§ Instruction: Reproduce every item below word for word, leaving out the pictures.

:: Records

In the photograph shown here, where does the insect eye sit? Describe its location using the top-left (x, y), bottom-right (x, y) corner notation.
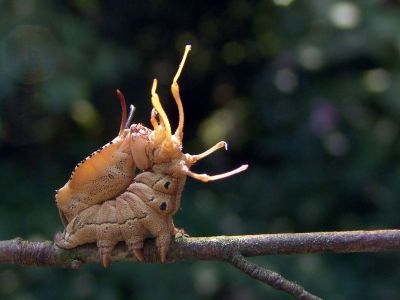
top-left (160, 202), bottom-right (167, 210)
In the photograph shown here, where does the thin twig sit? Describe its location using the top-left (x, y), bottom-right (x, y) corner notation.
top-left (228, 252), bottom-right (321, 300)
top-left (0, 230), bottom-right (400, 299)
top-left (0, 230), bottom-right (400, 268)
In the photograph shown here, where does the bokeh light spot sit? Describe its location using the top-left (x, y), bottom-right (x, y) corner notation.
top-left (329, 1), bottom-right (361, 29)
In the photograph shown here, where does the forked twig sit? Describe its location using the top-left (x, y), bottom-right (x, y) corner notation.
top-left (228, 252), bottom-right (321, 300)
top-left (0, 229), bottom-right (400, 299)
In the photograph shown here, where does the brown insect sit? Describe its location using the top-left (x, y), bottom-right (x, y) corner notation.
top-left (55, 46), bottom-right (248, 266)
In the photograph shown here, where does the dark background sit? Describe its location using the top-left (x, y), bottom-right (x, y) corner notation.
top-left (0, 0), bottom-right (400, 300)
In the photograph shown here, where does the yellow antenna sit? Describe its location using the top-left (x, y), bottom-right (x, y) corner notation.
top-left (171, 45), bottom-right (192, 142)
top-left (151, 79), bottom-right (171, 147)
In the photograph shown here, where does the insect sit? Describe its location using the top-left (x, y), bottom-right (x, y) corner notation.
top-left (55, 46), bottom-right (248, 266)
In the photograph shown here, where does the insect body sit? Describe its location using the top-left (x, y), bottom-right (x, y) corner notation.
top-left (55, 46), bottom-right (247, 266)
top-left (56, 172), bottom-right (184, 266)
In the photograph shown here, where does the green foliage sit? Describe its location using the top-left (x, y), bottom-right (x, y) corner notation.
top-left (0, 0), bottom-right (400, 299)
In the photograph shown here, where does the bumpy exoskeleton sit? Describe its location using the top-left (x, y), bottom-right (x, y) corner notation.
top-left (55, 46), bottom-right (247, 266)
top-left (56, 172), bottom-right (184, 267)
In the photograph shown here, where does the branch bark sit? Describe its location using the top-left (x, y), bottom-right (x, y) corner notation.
top-left (0, 229), bottom-right (400, 299)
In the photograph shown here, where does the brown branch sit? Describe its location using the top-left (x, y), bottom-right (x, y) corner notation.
top-left (0, 230), bottom-right (400, 299)
top-left (229, 252), bottom-right (321, 300)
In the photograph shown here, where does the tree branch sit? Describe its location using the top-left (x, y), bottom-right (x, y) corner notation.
top-left (0, 230), bottom-right (400, 299)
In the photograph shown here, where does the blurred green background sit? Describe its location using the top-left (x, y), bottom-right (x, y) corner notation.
top-left (0, 0), bottom-right (400, 300)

::::

§ Response to the task:
In the photograph shown here, where does the insect eye sit? Describe its location using the top-left (x, y), bottom-right (x, y) corner notation.
top-left (160, 202), bottom-right (167, 210)
In the photograph shown here, where does the thin twig sit? Describe its location using the top-left (x, y), bottom-right (x, y) corner notation.
top-left (228, 252), bottom-right (321, 300)
top-left (0, 230), bottom-right (400, 299)
top-left (0, 230), bottom-right (400, 268)
In the photograph shown here, where does the bokeh light spot sit? Describe its location using the top-left (x, y), bottom-right (x, y) corner notation.
top-left (329, 1), bottom-right (361, 29)
In the photograph shown here, where does the forked twig sit? Describe its location using the top-left (x, y), bottom-right (x, y) corner notation.
top-left (228, 252), bottom-right (321, 300)
top-left (0, 229), bottom-right (400, 299)
In the photograph shown here, where does the brown insect sit? Describe its location using the top-left (x, y), bottom-right (x, y) corner notation.
top-left (55, 46), bottom-right (248, 266)
In the photograph shown here, where does the dark background sit? Describe its location using the top-left (x, y), bottom-right (x, y) corner notation.
top-left (0, 0), bottom-right (400, 300)
In the photograph shown here, where does the yellow antenna sit? Describe its location using the top-left (x, y), bottom-right (x, y) corner notation.
top-left (171, 45), bottom-right (192, 142)
top-left (151, 79), bottom-right (171, 147)
In the photograph shown here, where does the insect sit? Describe its location using the top-left (x, y), bottom-right (x, y) corner notation.
top-left (55, 46), bottom-right (248, 266)
In the photograph shown here, where does the insect body sit? Describe its location using the top-left (x, y), bottom-right (x, y) corner notation.
top-left (55, 46), bottom-right (247, 266)
top-left (56, 172), bottom-right (184, 266)
In the photograph shown here, where does the green foliage sit? Describe its location using the top-left (x, y), bottom-right (x, y) corner notation.
top-left (0, 0), bottom-right (400, 299)
In the photograph shown here, where does the bumpy exoskeleton sit? Describe its location using the top-left (x, y), bottom-right (x, y) corner notation.
top-left (55, 46), bottom-right (247, 266)
top-left (56, 172), bottom-right (184, 267)
In the photograph shown here, where does the branch bark sit? Describe its location using the top-left (x, y), bottom-right (x, y) corner notation.
top-left (0, 229), bottom-right (400, 299)
In the photograph shown here, where does the brown branch sit? Describe its location using the top-left (x, y), bottom-right (x, y) corner notation.
top-left (0, 230), bottom-right (400, 299)
top-left (229, 252), bottom-right (321, 300)
In the photograph shown here, where does the tree branch sit? Describe its location using the top-left (x, y), bottom-right (x, y) corner notation.
top-left (0, 230), bottom-right (400, 299)
In the photograph shown here, where does the blurred green background sit? Describe its location using the top-left (x, y), bottom-right (x, y) corner notation.
top-left (0, 0), bottom-right (400, 300)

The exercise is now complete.